● WHAT YOU NEED TO DO
Please return the data that follows precisely as written, but without the images.
■ ■ ■ ■ ■ ■ ■
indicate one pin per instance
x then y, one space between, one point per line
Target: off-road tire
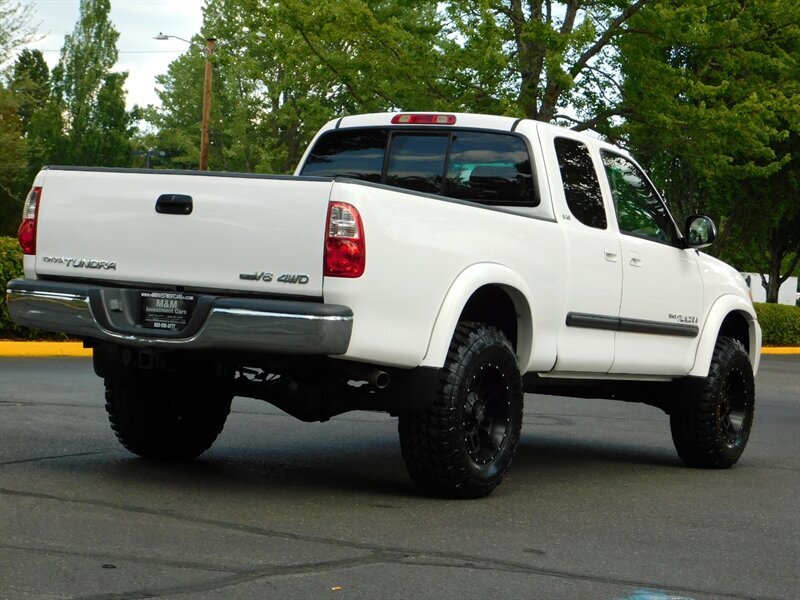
155 416
463 445
712 422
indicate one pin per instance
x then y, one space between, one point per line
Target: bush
10 268
780 324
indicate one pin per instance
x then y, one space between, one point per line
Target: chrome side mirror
700 231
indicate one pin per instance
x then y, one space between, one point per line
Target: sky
137 21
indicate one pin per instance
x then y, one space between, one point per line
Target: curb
43 349
781 350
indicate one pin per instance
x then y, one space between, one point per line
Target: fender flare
722 307
465 285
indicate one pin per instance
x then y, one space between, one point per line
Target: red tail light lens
345 250
26 234
423 119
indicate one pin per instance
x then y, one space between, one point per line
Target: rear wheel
167 416
711 426
463 445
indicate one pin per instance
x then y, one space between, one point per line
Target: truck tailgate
244 233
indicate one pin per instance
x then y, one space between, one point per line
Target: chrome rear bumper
222 323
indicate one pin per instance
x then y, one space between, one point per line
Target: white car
432 265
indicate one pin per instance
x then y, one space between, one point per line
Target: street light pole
211 44
206 117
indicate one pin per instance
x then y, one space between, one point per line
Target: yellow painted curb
781 350
32 349
42 349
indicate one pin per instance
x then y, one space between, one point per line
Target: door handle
611 255
174 204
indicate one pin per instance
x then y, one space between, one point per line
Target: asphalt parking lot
597 505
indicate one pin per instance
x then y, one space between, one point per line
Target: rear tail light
30 215
345 250
423 119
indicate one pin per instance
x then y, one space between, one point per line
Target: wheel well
735 326
492 305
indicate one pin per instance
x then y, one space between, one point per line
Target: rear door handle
174 204
611 255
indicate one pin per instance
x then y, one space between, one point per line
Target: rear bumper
219 322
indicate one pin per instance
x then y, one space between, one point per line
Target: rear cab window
480 166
■ ■ ■ ■ ■ ■ ■
● SOLUTION TO THIS TASK
indicate one pin per instance
x then y, one space between, one point per line
Target: off-road tire
155 416
463 445
712 422
indicate one pin per instance
x then y, one space between, one point per line
Target: bush
10 268
780 324
indicate one pin per instance
x then y, one space between, one point per line
Target: chrome side mirror
700 231
indicate one pin per instance
x then y, one space between, one point per line
Target: sky
137 21
indicate one pin per instance
x then y, one space between, one point per line
Target: curb
43 349
781 350
indicate one pin per instance
x then y, one space between, one point per line
Target: fender flare
722 307
465 285
indicate one pin per instance
x then y, one space between, one point per line
Target: red tail light lens
345 250
26 234
423 119
indicate one pin per instance
x then y, one space between, one point per line
Target: rear wheel
167 416
711 426
463 445
indicate one pin per instance
x then y, one space between, one point per line
Target: truck tailgate
244 233
indicate one pin per instance
x then y, one space between, one point per line
Target: chrome rear bumper
222 323
indicate one pin per instance
x then y, one space between, one point per line
Target: white car
432 265
indicate one pin per instance
x then y, one space between, one point per line
Target: street light pole
211 44
206 117
indicate one pin per instance
x then y, one space between, one point per line
Target: yellow painted curb
781 350
32 349
42 349
indicate one pin per instance
x then y, one space between, one point per line
Target: door handle
611 255
174 204
indicate one pin per instance
x then y, one space between, one point per line
Target: asphalt parking lot
597 505
indicate one pin per instance
x then y, one space between, one point per line
Target: rear tail light
30 215
345 250
423 119
indicate one pin per instance
x then y, one space between, one point per line
Target: wheel well
735 326
492 305
indicate one pin per instance
x then y, one space between, one point per line
Target: rear door handle
174 204
611 255
indicate one pin per instance
x then y, one space between, one point per line
Target: rear bumper
219 322
indicate one pin per instance
x then y, one space between, one point per line
Target: rear cab window
480 166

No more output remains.